▸ **DOCUMENT EXCERPT**
The image of the craft beer brewer is now familiar to most beer drinkers: beard, rubber galoshes, a baseball cap, consuming endless beers. … It’s not just one long keg party in waterproof shoes at Top Rung Brewing Company in Lacey, Washington. Founders Casey Sobol and Jason Stoltz are all business. Sure, they joke and spray water at their sales rep Mike Besser at every opportunity, but the two Thurston County firefighters turned brewers bring their initial career training to the brewery — physical fitness, mechanical aptitude, dedication and teamwork. These two would be the last two standing on “Brewers Survivor.” And, they make mighty fine craft beer. I know. I recently had a 360-view during the brewing of their latest batch of Three Sixty Red. Grab a pint or two of this delicious, medium bodied, light caramel beauty and enjoy this behind the scenes tale.

▸ **CHECK YOUR UNDERSTANDING**
(1) Decide whether each statement agrees with the article about Top Rung Brewing Company. Answer yes or no for each, and quote the deciding words of the article.
(a) Top Rung Brewing Company is located in Lacey, Washington.
(b) Before becoming brewers, the founders worked as police officers.
(c) Three Sixty Red is described as a heavy-bodied beer.
(2) Write the next part of the article about Top Rung Brewing Company, picking up after its final sentence.

▸ **GIVEN DATA**
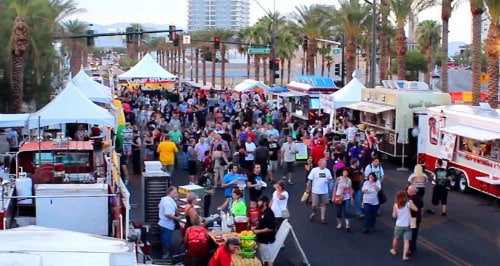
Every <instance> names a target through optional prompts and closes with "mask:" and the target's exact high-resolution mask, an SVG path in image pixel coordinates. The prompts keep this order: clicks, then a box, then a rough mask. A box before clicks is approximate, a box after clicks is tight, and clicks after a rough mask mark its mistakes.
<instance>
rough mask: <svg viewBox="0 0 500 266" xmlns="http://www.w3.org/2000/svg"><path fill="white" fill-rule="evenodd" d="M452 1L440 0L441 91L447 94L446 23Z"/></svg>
mask: <svg viewBox="0 0 500 266" xmlns="http://www.w3.org/2000/svg"><path fill="white" fill-rule="evenodd" d="M453 1H454V0H441V20H442V25H443V27H442V34H441V38H442V41H441V91H442V92H448V24H449V23H448V22H449V20H450V17H451V11H452V9H451V3H452V2H453Z"/></svg>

▸ **TASK ANSWERS**
(1)
(a) Yes: "Top Rung Brewing Company in Lacey, Washington"
(b) No: "the two Thurston County firefighters turned brewers"
(c) No: "medium bodied, light caramel beauty"

(2)
THE MORNING MASH

Interstate 5 construction in multiple locations and the merging traffic surrounding Joint Base Lewis-McChord was the first recipe of the November day — a recipe for tardiness. “Sorry, sorry, sorry” I shouted over the hum of the mash tun. Head Brewer Stoltz and Operation Manager Sobol laughed, suspending their tasks for handshakes and the day’s agenda. The brewing recipe tells us that we’ll need to use four types of malt, one hop, and both gypsum and acid malt to aid in the stabilization of the water. The malt bill calls for ample Red X malt, with Caramel, Chocolate and Base Pale malts. Willamette is the hop, two fresh bags full for slightly spicy and floral tones. The yeast is a flocculent English variety called Safale — Stoltz’s favorite. Flocculent yeast varieties are easier to reuse making them highly desirable among brewers.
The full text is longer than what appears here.